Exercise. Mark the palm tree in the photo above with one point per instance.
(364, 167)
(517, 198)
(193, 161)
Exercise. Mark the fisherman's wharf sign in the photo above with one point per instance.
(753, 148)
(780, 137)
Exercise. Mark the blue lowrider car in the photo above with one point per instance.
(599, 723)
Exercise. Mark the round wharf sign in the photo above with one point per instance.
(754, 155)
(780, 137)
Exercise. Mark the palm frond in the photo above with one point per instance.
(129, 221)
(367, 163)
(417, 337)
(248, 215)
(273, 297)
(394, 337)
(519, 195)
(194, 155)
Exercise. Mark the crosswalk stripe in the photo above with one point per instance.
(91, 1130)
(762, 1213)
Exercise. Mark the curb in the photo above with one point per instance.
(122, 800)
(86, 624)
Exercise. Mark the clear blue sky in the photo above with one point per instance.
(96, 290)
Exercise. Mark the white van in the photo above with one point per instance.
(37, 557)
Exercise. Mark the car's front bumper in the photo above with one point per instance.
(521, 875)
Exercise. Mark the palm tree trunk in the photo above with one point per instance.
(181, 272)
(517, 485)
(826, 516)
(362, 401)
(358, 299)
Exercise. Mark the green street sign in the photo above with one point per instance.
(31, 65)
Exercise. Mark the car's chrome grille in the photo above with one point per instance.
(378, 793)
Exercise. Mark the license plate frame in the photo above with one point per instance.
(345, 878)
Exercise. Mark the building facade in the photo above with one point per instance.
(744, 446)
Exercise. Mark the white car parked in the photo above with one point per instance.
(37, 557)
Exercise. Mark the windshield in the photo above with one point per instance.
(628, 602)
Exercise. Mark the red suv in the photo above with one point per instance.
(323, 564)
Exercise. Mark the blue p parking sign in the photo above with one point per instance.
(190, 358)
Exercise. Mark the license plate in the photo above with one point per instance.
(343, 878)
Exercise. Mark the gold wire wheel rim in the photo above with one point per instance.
____
● **Work instructions**: Put every line of the records above into a numbered list, and drop any blank lines.

● **Right answer**:
1. Exercise. Mark the palm tree in the photo above with one point per instance.
2. (364, 167)
3. (517, 198)
4. (193, 161)
5. Exercise. Mark the fisherman's wharf sign in the photo above with one point per instance.
6. (753, 148)
7. (780, 137)
8. Exercise. Mark the blue lowrider car in the photo above with one point per instance.
9. (599, 723)
10. Exercise. Mark the round wharf sign in the photo above with one point per instance.
11. (754, 155)
12. (780, 137)
13. Exercise. Mark the palm frond in the photo above with one point per instance.
14. (129, 221)
15. (367, 163)
16. (417, 337)
17. (248, 215)
18. (273, 297)
19. (394, 337)
20. (519, 195)
21. (194, 155)
22. Exercise. Mark the crosswalk stripe in the photo above with one point per instance.
23. (91, 1130)
24. (762, 1213)
25. Exercise. Mark the curb in the photo above with one point per instance.
26. (122, 800)
27. (86, 624)
28. Exercise. Mark the clear blue sky in the photo above with one point per instance.
29. (96, 290)
30. Exercise. Mark the white van in the photo above with one point per instance.
31. (37, 557)
32. Exercise. Mark the car's front bumper in the photo above with one point per instance.
33. (521, 875)
34. Exercise. Mark the palm tree trunk in the photo above with one point per instance.
35. (181, 272)
36. (517, 485)
37. (826, 516)
38. (362, 401)
39. (358, 299)
40. Exercise. Mark the green street sign in the photo above with one point per instance.
41. (31, 65)
42. Exercise. Mark the car's chrome grille in the photo above with one point per instance.
43. (378, 793)
44. Exercise. Mark the license plate frame in the photo above with one point per instance.
45. (345, 878)
46. Exercise. Mark the building facade in the photo above with one point per instance.
47. (744, 446)
48. Exercise. Mark the white car parked in the photo above with one point per instance.
49. (37, 557)
50. Exercise. Mark the windshield in the photo above with one point per instance.
51. (628, 602)
52. Exercise. Mark the red suv in the photo above with one point per instance.
53. (323, 564)
54. Exercise. Mark the blue p parking sign in the photo above with one point per instance.
55. (190, 358)
56. Exercise. Mark the license plate in the photo above with one point per instance.
57. (343, 878)
58. Exercise. Mark the gold wire wheel rim in the photo above with one point per instance.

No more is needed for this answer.